Gather every line of the items below that contains the word "monument", treating uppercase and lowercase as different.

● **Given information**
********************

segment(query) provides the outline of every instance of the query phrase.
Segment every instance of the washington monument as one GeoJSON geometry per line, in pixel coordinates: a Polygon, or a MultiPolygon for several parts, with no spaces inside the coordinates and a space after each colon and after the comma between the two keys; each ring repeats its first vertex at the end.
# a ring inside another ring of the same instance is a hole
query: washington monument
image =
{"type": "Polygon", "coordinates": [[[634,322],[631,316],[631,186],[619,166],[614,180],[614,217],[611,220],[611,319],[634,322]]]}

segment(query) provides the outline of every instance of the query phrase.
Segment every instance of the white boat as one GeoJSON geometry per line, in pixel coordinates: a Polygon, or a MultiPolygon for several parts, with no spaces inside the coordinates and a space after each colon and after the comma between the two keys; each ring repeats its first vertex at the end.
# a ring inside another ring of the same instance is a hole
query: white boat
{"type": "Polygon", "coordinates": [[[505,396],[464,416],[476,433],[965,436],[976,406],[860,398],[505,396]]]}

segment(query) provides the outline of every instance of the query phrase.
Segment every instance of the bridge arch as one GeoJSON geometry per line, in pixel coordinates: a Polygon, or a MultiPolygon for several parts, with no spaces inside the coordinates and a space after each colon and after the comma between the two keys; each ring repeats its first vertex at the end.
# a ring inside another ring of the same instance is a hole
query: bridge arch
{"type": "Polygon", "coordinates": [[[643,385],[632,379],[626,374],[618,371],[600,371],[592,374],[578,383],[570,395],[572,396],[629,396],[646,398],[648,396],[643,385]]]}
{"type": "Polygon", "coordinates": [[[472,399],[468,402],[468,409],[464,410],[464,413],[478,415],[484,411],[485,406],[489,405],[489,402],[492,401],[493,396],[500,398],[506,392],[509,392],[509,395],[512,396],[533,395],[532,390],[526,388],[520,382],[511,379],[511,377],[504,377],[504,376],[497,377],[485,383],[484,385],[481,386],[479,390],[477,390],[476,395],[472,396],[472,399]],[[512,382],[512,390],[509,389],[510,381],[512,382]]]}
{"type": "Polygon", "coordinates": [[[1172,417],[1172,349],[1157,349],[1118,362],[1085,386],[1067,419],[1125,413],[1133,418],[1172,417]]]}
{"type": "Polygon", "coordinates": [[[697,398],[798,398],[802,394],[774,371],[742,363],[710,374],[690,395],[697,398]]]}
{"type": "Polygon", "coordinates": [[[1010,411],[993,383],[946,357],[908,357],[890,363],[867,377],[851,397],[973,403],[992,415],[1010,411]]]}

********************

● **Correct output**
Segment every instance of the washington monument as one GeoJSON geometry per line, in pixel coordinates: a Polygon, or a MultiPolygon for several parts, with no spaces inside the coordinates and a space after each colon and after the comma between the two keys; each ring repeats its first vertex at the end.
query: washington monument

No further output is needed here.